TEXT PASSAGE below:

In the classical formulation of inverse problems for SIR models, the coefficients are assumed to be constant. However, it turned out that such models are not always adequate to epidemiological data, and, as a rule, do not explain the emergence of pandemic waves. In this regard, we note a recent publication [17], which proposes a new multi-wave SIR model that can explain the generation of pandemic waves. The principal feature of this model is a new form of differential equations and the use of functions with a retarded argument, while the coefficients of the model are constant.

End of TEXT PASSAGE.
ENTRIES PROVIDED below:

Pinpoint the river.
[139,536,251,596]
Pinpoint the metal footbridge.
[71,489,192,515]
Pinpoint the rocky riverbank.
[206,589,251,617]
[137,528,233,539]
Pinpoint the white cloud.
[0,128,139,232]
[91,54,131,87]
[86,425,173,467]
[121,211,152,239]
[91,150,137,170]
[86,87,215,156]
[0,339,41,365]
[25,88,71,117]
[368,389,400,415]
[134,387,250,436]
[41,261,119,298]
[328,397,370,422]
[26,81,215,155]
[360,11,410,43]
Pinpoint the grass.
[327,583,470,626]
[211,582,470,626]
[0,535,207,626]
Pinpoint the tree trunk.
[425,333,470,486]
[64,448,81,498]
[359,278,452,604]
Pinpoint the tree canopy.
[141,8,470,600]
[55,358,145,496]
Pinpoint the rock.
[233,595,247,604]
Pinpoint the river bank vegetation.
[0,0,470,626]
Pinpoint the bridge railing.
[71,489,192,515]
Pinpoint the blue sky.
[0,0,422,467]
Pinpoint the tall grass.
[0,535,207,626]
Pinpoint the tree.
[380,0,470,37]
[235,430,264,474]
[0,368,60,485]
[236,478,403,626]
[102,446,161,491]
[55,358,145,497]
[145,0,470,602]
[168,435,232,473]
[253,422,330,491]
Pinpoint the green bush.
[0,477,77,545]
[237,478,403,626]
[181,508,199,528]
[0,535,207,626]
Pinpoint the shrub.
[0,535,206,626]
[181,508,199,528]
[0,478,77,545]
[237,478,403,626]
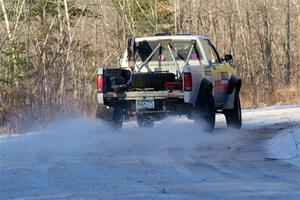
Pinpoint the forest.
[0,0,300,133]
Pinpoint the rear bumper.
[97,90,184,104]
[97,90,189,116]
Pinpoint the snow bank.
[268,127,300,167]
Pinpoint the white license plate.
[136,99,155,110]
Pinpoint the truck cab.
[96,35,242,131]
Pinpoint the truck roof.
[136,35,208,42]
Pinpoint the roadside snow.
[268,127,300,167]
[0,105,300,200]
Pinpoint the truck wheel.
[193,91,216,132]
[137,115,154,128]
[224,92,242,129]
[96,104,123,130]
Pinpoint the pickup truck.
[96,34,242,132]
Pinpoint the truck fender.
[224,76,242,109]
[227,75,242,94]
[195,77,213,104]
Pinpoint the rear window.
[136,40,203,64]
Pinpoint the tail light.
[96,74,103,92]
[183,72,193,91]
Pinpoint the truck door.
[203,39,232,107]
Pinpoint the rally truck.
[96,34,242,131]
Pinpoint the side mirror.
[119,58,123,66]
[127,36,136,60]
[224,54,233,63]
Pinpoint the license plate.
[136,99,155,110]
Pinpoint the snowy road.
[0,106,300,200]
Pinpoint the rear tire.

End of ENTRIES PROVIDED.

ABOUT THIS TASK: Condense the paragraph beginning "In the classical formulation" from the SIR-model passage above into a short bulleted list that keeps its main facts.

ANSWER AREA:
- Classical inverse problems for SIR models assume constant coefficients.
- Such models do not always fit epidemiological data and usually fail to explain pandemic waves.
- A recent publication [17] proposes a multi-wave SIR model that can explain how pandemic waves arise.
- That model uses a new form of differential equations and functions with a retarded argument, while keeping its coefficients constant.